Exercise goal:
Reproduce, word for word, the part of the rows below that opens with the line containing "Where can you see the man's ear" and closes with the final row.

Excerpted records:
↓↓↓

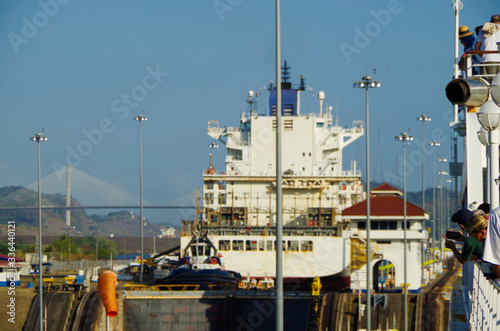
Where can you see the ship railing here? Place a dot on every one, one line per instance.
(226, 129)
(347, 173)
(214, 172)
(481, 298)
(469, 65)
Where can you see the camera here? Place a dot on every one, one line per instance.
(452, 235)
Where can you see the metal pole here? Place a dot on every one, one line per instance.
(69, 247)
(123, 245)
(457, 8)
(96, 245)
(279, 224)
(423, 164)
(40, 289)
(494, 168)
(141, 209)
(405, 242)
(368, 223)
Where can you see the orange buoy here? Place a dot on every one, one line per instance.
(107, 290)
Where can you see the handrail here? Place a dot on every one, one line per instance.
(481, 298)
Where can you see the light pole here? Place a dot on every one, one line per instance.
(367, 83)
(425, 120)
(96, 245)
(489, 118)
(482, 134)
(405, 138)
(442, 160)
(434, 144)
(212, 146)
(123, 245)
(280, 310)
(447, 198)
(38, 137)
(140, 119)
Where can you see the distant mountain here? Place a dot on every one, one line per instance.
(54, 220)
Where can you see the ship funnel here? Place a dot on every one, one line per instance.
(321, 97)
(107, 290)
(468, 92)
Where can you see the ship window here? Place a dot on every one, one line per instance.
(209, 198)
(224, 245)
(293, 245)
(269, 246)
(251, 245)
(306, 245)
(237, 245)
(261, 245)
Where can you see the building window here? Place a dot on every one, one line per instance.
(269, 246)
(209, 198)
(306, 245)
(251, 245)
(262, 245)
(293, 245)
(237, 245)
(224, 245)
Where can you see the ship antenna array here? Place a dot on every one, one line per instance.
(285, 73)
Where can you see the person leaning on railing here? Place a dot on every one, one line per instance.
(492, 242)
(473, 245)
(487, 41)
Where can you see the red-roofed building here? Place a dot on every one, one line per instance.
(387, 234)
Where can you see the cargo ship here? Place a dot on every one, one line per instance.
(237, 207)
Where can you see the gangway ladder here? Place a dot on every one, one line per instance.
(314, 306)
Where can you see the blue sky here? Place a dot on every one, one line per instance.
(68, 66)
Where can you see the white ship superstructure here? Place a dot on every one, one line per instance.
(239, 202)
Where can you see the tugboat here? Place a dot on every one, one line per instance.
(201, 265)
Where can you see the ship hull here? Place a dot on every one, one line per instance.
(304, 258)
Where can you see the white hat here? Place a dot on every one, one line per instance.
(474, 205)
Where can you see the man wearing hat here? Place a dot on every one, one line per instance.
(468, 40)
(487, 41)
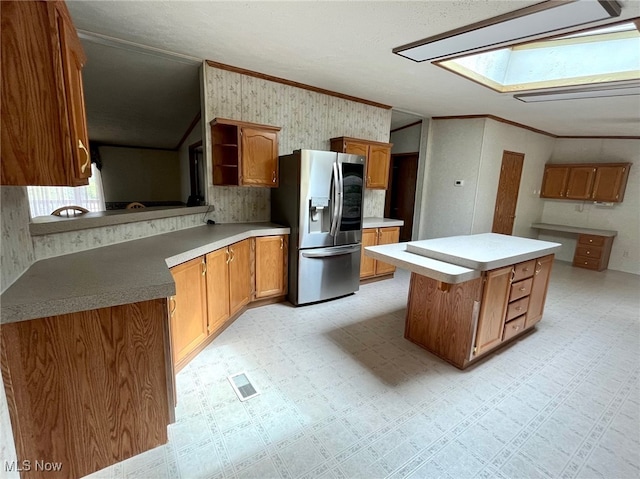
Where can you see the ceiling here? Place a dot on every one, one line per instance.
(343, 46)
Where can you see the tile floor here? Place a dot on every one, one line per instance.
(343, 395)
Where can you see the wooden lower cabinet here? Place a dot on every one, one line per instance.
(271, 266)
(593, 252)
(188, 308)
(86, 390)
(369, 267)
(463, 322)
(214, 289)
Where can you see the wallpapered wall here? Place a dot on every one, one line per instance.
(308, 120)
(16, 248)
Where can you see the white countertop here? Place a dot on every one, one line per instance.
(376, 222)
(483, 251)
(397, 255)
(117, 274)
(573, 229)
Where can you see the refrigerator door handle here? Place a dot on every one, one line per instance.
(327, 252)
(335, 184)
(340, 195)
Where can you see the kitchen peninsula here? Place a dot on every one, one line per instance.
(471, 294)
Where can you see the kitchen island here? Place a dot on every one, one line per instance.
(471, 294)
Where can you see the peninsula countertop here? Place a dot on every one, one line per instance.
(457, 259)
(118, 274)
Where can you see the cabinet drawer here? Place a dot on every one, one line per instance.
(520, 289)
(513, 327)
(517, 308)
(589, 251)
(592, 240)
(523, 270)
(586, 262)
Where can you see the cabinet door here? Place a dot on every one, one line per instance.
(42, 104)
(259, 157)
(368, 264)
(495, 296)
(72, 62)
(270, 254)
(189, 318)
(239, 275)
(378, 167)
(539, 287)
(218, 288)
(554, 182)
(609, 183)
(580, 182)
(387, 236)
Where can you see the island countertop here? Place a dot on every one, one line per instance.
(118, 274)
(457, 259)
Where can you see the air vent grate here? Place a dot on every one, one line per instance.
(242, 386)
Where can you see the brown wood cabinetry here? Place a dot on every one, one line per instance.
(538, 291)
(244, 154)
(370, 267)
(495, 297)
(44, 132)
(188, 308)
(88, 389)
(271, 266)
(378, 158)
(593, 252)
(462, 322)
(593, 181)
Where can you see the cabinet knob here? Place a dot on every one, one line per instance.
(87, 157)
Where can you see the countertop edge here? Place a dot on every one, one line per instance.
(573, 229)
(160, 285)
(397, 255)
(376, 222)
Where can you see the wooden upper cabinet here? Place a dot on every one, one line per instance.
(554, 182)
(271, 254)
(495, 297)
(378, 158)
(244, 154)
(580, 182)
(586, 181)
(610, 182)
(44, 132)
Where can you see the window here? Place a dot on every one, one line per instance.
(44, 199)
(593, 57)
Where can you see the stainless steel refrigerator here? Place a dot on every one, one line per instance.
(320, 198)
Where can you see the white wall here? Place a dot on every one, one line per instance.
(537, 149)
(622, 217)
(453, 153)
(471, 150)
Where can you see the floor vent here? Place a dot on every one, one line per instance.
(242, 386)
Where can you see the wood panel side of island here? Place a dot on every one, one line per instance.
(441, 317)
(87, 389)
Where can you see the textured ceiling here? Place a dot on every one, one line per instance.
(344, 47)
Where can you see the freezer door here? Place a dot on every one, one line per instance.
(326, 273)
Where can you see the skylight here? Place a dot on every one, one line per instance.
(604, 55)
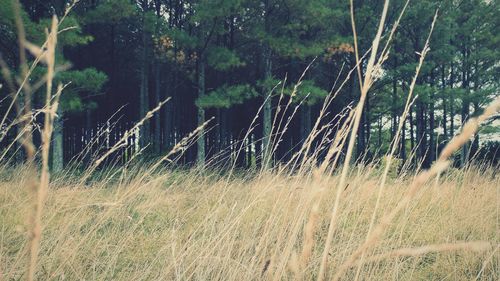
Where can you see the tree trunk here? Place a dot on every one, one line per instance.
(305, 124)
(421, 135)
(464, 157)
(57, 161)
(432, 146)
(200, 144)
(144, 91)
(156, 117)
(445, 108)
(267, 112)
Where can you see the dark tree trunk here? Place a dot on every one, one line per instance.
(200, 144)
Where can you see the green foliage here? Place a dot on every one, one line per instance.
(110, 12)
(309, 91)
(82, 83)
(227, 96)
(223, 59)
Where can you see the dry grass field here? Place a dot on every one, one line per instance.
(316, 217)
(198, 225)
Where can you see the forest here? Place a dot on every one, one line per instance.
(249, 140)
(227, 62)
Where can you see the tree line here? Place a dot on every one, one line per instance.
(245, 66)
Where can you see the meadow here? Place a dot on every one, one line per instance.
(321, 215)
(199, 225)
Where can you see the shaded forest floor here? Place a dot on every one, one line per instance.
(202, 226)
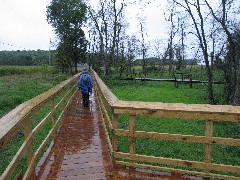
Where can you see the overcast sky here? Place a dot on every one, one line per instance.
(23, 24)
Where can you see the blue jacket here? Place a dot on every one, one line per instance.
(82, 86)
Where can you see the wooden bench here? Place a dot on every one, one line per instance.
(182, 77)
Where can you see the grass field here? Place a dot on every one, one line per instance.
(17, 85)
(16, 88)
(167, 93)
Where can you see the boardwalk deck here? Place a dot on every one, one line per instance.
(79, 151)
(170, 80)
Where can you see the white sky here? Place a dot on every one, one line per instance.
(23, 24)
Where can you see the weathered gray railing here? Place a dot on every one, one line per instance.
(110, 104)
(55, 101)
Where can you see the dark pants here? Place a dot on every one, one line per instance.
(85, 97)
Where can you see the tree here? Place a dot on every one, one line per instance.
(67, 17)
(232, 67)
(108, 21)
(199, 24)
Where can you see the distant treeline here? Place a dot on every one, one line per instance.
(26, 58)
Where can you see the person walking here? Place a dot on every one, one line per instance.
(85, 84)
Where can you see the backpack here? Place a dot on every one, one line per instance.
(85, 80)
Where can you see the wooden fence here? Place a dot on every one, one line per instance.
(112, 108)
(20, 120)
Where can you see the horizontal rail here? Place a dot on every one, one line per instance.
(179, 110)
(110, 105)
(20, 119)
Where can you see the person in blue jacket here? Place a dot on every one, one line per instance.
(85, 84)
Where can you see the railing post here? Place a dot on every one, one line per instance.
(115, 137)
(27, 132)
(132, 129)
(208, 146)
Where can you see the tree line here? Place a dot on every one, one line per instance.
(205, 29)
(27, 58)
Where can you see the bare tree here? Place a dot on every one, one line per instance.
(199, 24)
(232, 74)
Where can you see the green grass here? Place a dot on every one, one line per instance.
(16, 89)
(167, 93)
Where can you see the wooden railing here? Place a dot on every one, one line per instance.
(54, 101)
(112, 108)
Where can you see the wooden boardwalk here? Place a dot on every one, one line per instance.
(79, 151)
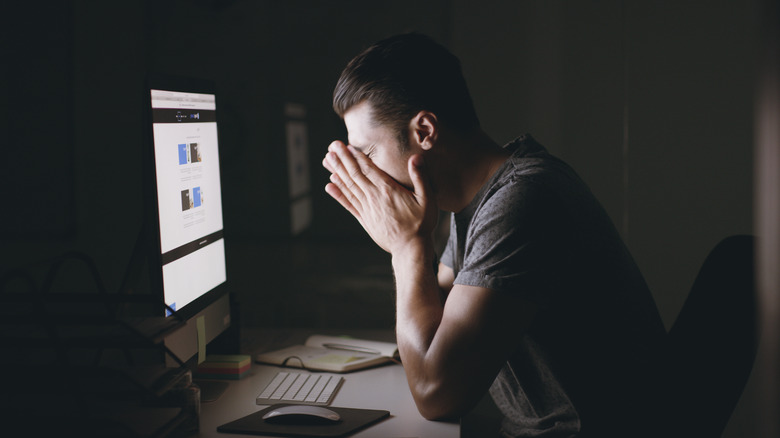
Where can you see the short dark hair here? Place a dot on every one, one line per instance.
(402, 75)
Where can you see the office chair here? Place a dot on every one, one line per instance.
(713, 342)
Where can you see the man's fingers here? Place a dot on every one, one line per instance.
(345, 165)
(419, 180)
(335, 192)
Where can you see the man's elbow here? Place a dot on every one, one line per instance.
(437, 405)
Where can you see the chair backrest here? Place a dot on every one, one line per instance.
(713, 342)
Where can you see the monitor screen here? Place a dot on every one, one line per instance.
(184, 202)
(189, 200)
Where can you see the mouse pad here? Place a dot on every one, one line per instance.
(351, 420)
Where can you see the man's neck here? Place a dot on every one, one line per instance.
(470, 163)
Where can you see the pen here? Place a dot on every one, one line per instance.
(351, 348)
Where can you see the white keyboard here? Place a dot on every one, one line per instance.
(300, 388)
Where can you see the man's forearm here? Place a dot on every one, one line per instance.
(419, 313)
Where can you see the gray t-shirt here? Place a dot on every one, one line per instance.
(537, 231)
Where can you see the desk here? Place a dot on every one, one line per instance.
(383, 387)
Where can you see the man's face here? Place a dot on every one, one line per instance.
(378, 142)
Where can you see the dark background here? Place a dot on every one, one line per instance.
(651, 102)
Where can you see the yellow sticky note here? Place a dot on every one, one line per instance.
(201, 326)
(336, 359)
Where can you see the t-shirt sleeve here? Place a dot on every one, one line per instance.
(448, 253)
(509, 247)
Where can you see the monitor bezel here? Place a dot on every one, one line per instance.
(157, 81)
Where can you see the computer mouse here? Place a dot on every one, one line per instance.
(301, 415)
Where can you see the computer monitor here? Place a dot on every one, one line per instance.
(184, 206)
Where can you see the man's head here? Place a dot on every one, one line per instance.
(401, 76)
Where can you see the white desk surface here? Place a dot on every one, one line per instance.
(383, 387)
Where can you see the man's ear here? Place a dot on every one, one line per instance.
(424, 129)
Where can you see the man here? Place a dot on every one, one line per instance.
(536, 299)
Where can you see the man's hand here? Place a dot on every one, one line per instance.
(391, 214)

↑↑↑

Task solution:
Where can you see the man's ear here? Place a dot on every one, one line per instance.
(424, 129)
Where can you see the man here? Place a dot on every one, one line per instance.
(536, 299)
Where can you see the man's hand here? Place a dot on every one, one line per instance.
(391, 214)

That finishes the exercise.